# Task to complete
Search each line below for the word "instance" and list those that contain it.

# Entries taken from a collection
------------------------------------------------------------------------
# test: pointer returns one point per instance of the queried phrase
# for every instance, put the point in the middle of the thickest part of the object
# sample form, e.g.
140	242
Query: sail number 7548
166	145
------------------------------------------------------------------------
# Exercise solution
# test: pointer returns one point per instance of the queried phrase
# for every instance, put the point in the middle of the thickest part of the object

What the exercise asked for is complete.